Required actions ::
1. In the excerpt about Kiril's death, turn the paragraph beginning "After the death in late 2012" into a short bulleted list that keeps its main facts.
2. According to the excerpt about Kiril's death, who was appointed interim metropolitan of Varna?

======== Excerpt ========

The body was found at about 8am and was reported to the 112 emergency hotline; the deceased was later identified as Kiril. He was wearing a diving mask and a snorkel. Local residents interviewed by BNT said that Kiril was a good swimmer and was often seen swimming on the beach were his body was found.
The same BNT report said that the water temperature was somewhat colder than usual. According to Tikhon, the hypothermia set in after Kiril dived too deep and was caught in a cold-water current.
Speaking to television channel bTV, Tikhon said: “We were all surprised by what happened yesterday because he was a good swimmer. But we people always overestimate our abilities. The truth is that when one is caught in such a cold current, their muscles seize up and they can neither breathe, nor move.”
Varna district prosecutor Vladimir Chavdarov told bTV that prosecutors had asked for a report on the sea currents in the area where Kiril had drowned.
Bulgarian Orthodox Church Holy Synod appointed Vratsa Metropolitan Kalinik as interim metropolitan of Varna on July 10, until a replacement for Kiril is elected.
Procedurally, the election of a new metropolitan would not go ahead until after the 40-day period of mourning had concluded, bTV said.
Kiril is to be buried on the Metropolitans Row of Varna’s graveyard on July 11, following a church service that will be attended by Bulgarian Orthodox Church Patriarch Neofit and other senior church officials, BNT said.
Kiril, born in 1954, was among the most controversial figures in the church, not only for being revealed to have been one of the several senior clergy to have been an agent for Bulgaria’s communist-era State Security but also for his luxury car and alleged taste for an opulent lifestyle.
After the death in late 2012 of long-serving Patriarch Maxim, Kiril was named the acting chairperson of the Holy Synod, the church’s governing body, but – after an initially vicious public contest about the future leadership of the church – he did not make the shortlist of three in the election of a new Patriarch. In February 2013, Rousse Metropolitan Neofit was elected Patriarch.
The death of Kiril would have a significant implication for the Bulgarian Orthodox Church, because it would create another vacancy on the Holy Synod.
Pro tem, Neofit has held on to the diocese of Rousse but a Metropolitan would have to be elected in his place. In June 2013, the Holy Synod accepted the resignation of Simeon, Metropolitan of Western and Central Europe, on the grounds of serious ill-health.
A third vacancy in the church’s governing body creates wider possibilities for changes in the balance of the power in the running of the church. Census results and surveys indicate that a majority of Bulgarians declare themselves to be adherents of the Bulgarian Orthodox Church.

======== Recorded information ========

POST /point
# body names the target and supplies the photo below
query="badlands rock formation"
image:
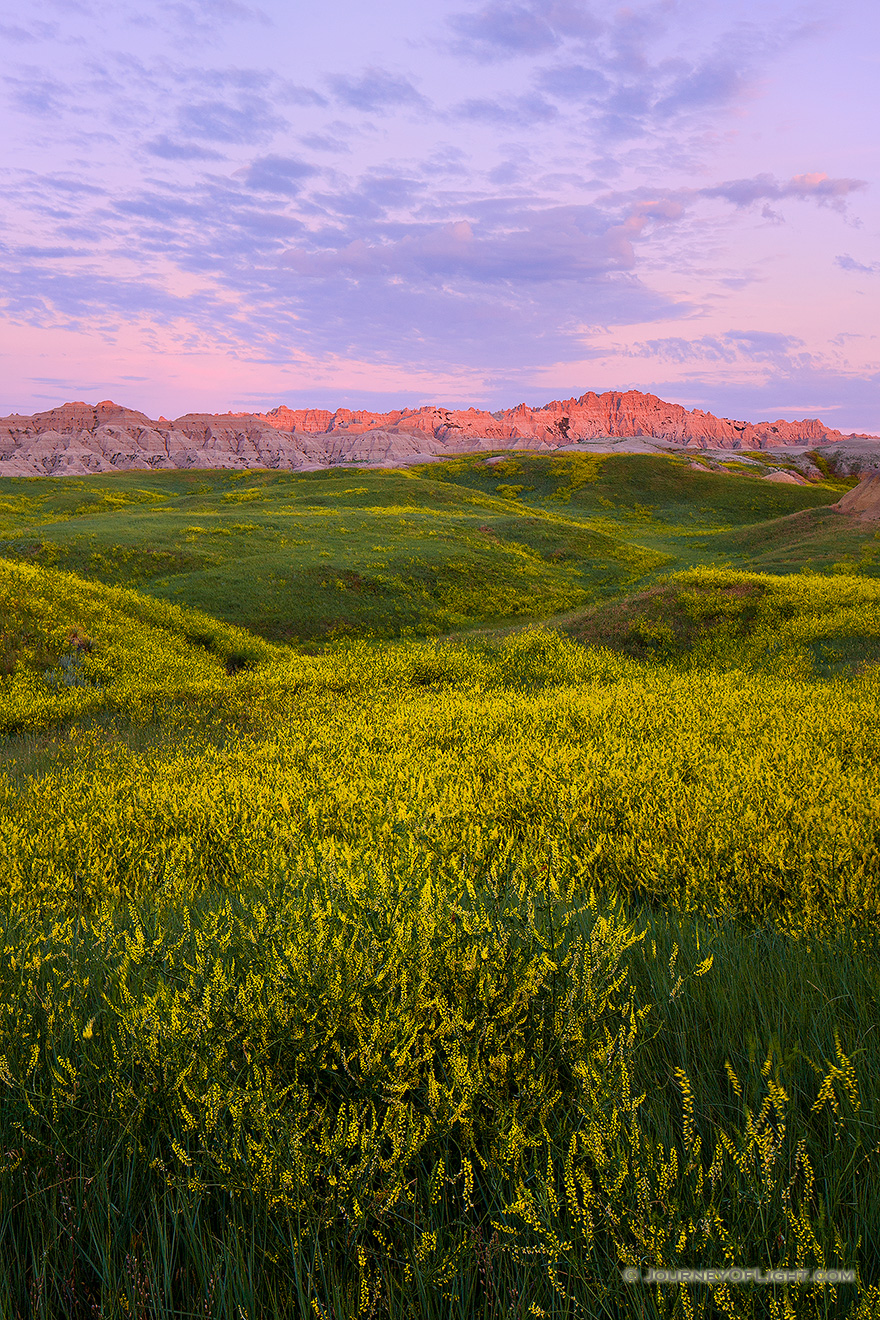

========

Full answers ::
1.
- Long-serving Patriarch Maxim died in late 2012.
- Kiril was then named acting chairperson of the Holy Synod, the church's governing body.
- After an initially vicious public contest over the church's future leadership, Kiril did not make the shortlist of three in the election of a new Patriarch.
- In February 2013, Rousse Metropolitan Neofit was elected Patriarch.

2. Vratsa Metropolitan Kalinik.